Input: Begin
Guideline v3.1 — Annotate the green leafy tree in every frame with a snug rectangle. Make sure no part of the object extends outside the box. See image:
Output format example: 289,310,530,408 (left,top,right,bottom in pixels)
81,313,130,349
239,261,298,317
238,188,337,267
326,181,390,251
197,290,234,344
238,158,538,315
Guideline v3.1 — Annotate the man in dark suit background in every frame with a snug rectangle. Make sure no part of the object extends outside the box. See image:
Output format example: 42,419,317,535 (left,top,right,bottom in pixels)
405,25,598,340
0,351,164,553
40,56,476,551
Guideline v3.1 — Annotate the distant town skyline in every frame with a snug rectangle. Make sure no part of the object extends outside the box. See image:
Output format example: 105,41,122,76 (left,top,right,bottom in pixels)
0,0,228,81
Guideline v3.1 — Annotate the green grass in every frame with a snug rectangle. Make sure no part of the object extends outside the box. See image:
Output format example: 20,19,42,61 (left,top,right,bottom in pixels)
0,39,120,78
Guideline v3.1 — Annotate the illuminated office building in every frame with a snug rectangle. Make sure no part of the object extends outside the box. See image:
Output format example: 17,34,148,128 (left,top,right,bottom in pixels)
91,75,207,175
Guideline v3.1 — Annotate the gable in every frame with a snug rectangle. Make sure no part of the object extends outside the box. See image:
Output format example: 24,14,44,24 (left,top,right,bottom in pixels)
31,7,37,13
Input: End
Only lines containing the string "every" belong in the answer; find them in the data above and copy them.

■ Output below
Guideline v3.1 — Annotate the green leafy tree in every frame with a snug rectangle. Make sure no part of the object extends outside the box. See image:
Guideline v3.1 — Annotate the man in dark suit background in every frame with a snug rectangle. Make sure no part of the object extends outside the box. See image:
Guideline v3.1 — Annotate the distant town skyline in every frame with a snug rectangle. Make sure no part of the object extends outside the box. See image:
Guideline v3.1 — Annotate the green grass in every frame with a snug rectangle. Make sure no part of the object extends outside the box. See image:
Guideline v3.1 — Annotate the illuminated office building in every frame with a snug rectangle. Make sure no part of the object extends outside the box. See image:
Guideline v3.1 — Annotate the gable in every frame with a snug rectangle. Make sure no part of the object extends outside the box. See image:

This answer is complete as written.